# Fragmento de página
Originalmente, pensé escribir un relato exacto de lo que pasó, pero he pensado que era mejor no dejar por escrito la experiencia de humillación que vivimos las tres, pero sobre todo la mujer que tendrá que revivir ese bochorno cuando lea este artículo.

Esto pasó, insisto, justo en aquel lugar que simboliza los valores de la democracia y la defensa de la igualdad, el Palacio Nacional, al que fuimos llamadas y convocadas para abordar temas relacionados con las distintas formas en que se manifiesta la violencia y la discriminación contra la mujer en el país.

Debemos decir que, sea cual sea el contenido de ese protocolo, su aplicación no es más que un burdo y vergonzoso ejemplo de discriminación institucional en base al género y la clase social.  Es casi seguro que el nombrado protocolo contiene normas de vestimenta también para los hombres, pero esto no invalida el argumento, por el contrario, lo refuerza. Sobretodo cuando, ante la indignación, la respuesta es: “los hombres no pueden entrar en pantalones cortos, así que no me hablen de discriminación”. Claro, como si ese fuera el caso.

La sola existencia de un protocolo de vestimenta “correcta”, que incluya aspectos tales como el largo adecuado de la falda para las mujeres, es una vulneración por parte del Poder Ejecutivo a la Constitución dominicana cuando protege el derecho a  la integridad personal, a la intimidad y el honor personal, al libre desarrollo de la personalidad, y la igualdad y la no discriminación.

Pero, sobretodo, vulnera la obligación constitucional de garantizar el acceso de la ciudadanía a los servicios y las instituciones públicas. Por supuesto que el Estado tiene el derecho y el deber legítimo de regular el acceso a las instituciones gubernamentales; pero, como toda acción estatal, está sujeta a los límites de la legalidad, razonabilidad y proporcionalidad. De lo contrario, tendríamos un Estado no democrático en donde lo que la autoridad dice "es y punto". Pero no es lo que queremos ¿o sí?

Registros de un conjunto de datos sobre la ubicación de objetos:
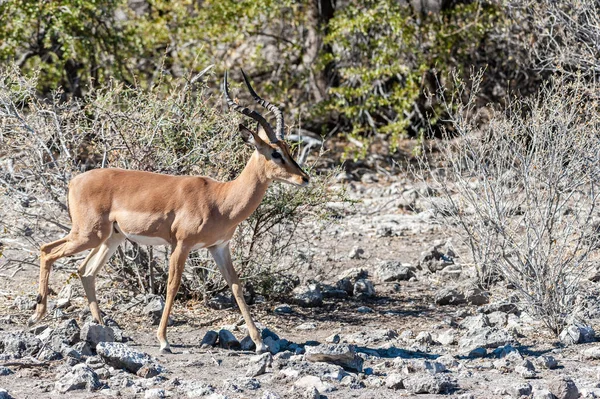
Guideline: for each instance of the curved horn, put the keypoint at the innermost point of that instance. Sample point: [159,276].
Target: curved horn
[248,112]
[278,114]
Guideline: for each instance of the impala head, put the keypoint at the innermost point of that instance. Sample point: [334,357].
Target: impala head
[270,144]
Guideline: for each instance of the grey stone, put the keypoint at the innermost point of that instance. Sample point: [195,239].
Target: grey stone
[24,303]
[227,340]
[19,344]
[522,389]
[477,352]
[121,356]
[149,370]
[592,353]
[476,296]
[363,288]
[487,337]
[394,381]
[283,309]
[438,257]
[80,377]
[209,339]
[272,344]
[246,344]
[84,348]
[154,308]
[525,369]
[341,354]
[308,296]
[576,334]
[393,270]
[68,331]
[94,333]
[356,253]
[546,362]
[448,296]
[155,393]
[427,383]
[258,365]
[447,337]
[564,388]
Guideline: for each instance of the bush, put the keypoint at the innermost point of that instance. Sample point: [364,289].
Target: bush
[44,143]
[523,192]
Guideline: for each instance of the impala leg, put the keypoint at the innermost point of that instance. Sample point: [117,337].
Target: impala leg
[92,265]
[176,264]
[50,253]
[222,256]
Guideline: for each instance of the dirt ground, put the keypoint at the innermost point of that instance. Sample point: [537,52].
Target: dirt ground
[400,306]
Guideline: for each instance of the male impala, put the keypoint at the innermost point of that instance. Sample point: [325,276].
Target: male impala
[108,206]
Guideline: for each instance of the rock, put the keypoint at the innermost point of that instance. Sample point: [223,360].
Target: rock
[592,353]
[341,354]
[564,388]
[477,353]
[122,356]
[546,362]
[476,296]
[393,270]
[155,393]
[448,296]
[576,334]
[80,377]
[24,303]
[436,258]
[220,302]
[330,292]
[308,296]
[447,337]
[542,394]
[424,337]
[68,331]
[19,344]
[356,253]
[333,339]
[522,389]
[283,309]
[227,340]
[311,381]
[84,348]
[154,308]
[258,365]
[149,370]
[525,369]
[272,344]
[426,383]
[394,381]
[246,344]
[209,339]
[94,333]
[487,337]
[363,288]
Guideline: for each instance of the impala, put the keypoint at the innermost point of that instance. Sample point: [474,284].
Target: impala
[109,206]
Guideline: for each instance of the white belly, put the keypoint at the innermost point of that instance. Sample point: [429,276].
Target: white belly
[145,240]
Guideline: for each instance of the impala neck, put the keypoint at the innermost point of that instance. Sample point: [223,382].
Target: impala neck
[244,194]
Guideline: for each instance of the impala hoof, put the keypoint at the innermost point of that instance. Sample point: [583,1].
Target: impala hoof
[34,319]
[261,348]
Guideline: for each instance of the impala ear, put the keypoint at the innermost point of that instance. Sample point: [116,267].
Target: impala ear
[250,137]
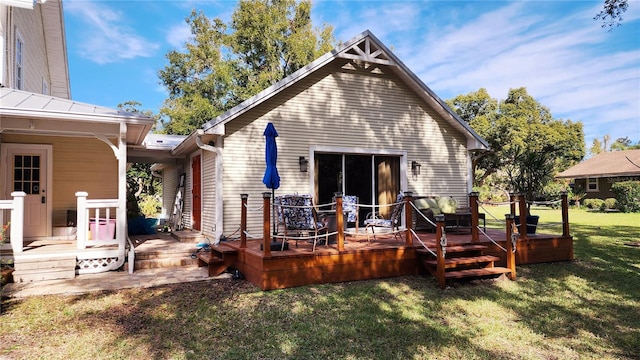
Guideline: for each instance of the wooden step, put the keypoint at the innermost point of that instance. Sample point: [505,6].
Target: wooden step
[163,263]
[215,264]
[465,248]
[462,261]
[476,273]
[454,248]
[188,236]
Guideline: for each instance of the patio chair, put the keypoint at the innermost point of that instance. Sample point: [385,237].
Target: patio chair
[298,216]
[351,209]
[393,223]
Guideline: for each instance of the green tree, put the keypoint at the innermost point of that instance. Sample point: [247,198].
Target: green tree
[140,181]
[527,144]
[611,13]
[224,64]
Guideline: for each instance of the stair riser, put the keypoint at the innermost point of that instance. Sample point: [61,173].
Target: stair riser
[43,274]
[160,256]
[164,263]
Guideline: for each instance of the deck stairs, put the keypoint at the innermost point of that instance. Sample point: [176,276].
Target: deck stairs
[464,261]
[165,250]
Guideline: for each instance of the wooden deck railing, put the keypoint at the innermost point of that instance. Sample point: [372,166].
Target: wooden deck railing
[16,229]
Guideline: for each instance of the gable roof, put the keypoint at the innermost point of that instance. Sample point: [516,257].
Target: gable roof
[363,47]
[58,116]
[606,164]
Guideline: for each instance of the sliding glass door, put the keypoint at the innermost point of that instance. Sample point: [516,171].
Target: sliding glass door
[374,179]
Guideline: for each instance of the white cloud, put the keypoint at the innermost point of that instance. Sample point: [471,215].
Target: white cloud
[105,38]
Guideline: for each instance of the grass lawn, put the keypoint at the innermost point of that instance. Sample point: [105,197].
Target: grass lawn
[585,309]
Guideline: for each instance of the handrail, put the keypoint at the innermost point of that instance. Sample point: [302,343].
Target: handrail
[16,230]
[413,232]
[84,207]
[491,239]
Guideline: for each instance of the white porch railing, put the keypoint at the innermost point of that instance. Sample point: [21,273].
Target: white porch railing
[99,218]
[16,207]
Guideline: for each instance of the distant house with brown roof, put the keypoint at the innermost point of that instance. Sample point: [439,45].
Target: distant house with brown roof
[595,176]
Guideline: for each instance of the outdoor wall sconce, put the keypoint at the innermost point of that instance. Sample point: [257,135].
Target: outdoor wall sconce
[415,167]
[304,164]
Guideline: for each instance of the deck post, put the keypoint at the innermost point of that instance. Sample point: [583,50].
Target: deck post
[82,224]
[512,203]
[408,217]
[243,221]
[440,252]
[16,231]
[522,202]
[511,247]
[339,221]
[473,203]
[565,214]
[266,223]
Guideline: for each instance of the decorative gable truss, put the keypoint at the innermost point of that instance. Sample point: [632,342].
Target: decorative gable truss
[366,55]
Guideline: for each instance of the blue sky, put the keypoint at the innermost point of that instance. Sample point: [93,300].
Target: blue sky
[555,49]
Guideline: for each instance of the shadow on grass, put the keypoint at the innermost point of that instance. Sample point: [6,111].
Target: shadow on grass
[233,320]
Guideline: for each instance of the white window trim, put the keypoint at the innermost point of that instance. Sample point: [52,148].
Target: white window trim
[19,65]
[589,189]
[357,151]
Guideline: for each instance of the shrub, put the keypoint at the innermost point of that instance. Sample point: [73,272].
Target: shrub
[594,204]
[149,205]
[627,195]
[609,204]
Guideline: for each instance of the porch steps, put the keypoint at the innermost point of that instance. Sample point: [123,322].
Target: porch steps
[40,268]
[188,236]
[163,253]
[464,261]
[218,258]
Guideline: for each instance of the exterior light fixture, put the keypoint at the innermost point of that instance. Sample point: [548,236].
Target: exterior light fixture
[304,164]
[415,167]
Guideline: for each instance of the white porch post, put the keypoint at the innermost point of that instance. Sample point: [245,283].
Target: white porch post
[81,232]
[121,225]
[17,222]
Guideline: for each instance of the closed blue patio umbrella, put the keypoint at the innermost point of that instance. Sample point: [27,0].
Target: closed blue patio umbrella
[271,178]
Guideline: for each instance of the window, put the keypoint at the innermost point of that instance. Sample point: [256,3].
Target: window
[19,74]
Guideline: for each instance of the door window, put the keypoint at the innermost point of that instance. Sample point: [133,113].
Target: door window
[26,174]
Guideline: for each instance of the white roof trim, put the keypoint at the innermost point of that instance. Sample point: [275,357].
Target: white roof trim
[350,50]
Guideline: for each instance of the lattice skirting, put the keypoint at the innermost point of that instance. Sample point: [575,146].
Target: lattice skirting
[97,265]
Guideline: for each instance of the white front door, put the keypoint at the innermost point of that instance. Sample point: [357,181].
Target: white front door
[28,170]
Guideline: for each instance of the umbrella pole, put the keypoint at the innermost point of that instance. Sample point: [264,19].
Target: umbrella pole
[273,213]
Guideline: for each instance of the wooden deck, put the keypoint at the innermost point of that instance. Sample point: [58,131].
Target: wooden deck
[384,257]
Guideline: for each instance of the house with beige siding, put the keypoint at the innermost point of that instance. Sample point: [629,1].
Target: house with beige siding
[595,176]
[62,163]
[355,120]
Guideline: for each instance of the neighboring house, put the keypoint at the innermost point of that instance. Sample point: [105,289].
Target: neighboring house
[355,120]
[595,175]
[53,149]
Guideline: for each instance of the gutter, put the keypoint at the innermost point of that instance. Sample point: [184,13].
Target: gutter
[219,224]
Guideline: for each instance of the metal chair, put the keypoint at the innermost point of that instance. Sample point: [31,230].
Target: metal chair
[298,215]
[392,223]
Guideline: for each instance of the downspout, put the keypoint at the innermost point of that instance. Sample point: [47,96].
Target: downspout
[218,181]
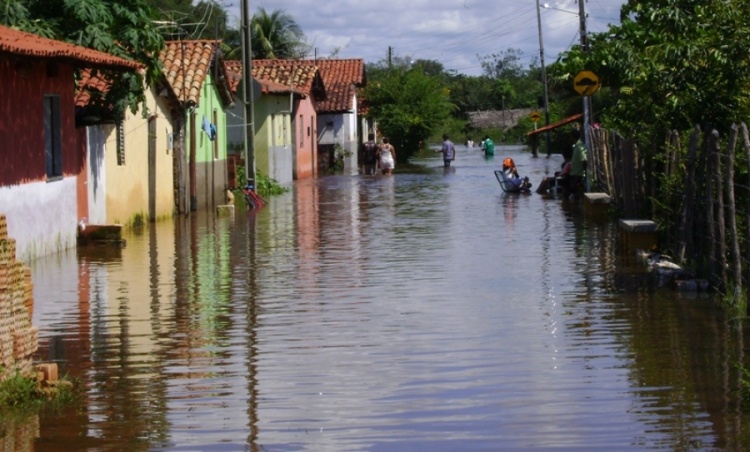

# Tarea
Continúa el fragmento de página sobre el protocolo de vestimenta del Palacio Nacional a partir de su última oración. El listado no tiene ningún papel en esto.

# Respuesta escrita
Las normas de seguridad, como el registro para búsqueda de armas, el escáner corporal y de objetos personales, la verificación de los datos de identidad, las preguntas sobre propósito de la visita, los tiempos de espera, son intromisiones, en lo que denominamos de la esfera personal, que aceptamos porque se entienden legítimas para la seguridad de las personas visitantes y no solo del funcionariado. Además, son legales y proporcionales. No aceptaríamos, por ejemplo, que para poder entrar a una reunión técnica al Palacio Nacional se nos ordene entrar a una habitación y desnudarnos, o aceptar un cacheo por tacto.

La cuestión es si la forma de vestir, el tipo de falda, pantalón, chaqueta, manga, amenaza algún aspecto esencial de la institución o el servicio, que demanda una medida tan extrema, y violenta, como impedirme la entrada, cuando previamente se había autorizado a través de una invitación que ni siquiera hemos buscado, o cuando vamos a solicitar un servicio que allí se brinda y al que tenemos derecho. Más allá de cuestiones vinculadas a la moral, o al gusto personal, no se nos ocurre de qué manera el largo de la falda puede suponer una amenaza.

Imaginar que a estas alturas las mujeres podemos ser objeto de censura porque nuestras faldas pueden tentar a los débiles hombres nos deja perpleja, e imaginar que ese tipo de prejuicios guía las normas de protocolo que se adoptan en la sede de gobierno nos hiela el corazón.

Los estereotipos y prejuicios sobre el vestido y la apariencia, o lo que se conoce como estereotipos normativos o prescriptivos, delimitan las identidades; es decir, nos ofrecen información sobre la clase social, nivel económico, sexo y género con que se identifica la persona, la cultura a la que pertenece, su edad o la edad que quiere aparentar, el tipo de trabajo que realiza, si pertenece o no a una denominación religiosa y la calidad moral que le atribuimos. Es mucho lo que creemos saber por la ropa que lleva puesta una persona. El problema radica en que esta información que creemos cierta se nutre de preconcepciones, nociones estereotípicas, generalizaciones, prejuicios, o sea falsedades, y, como mucho, alguna migaja de verdad.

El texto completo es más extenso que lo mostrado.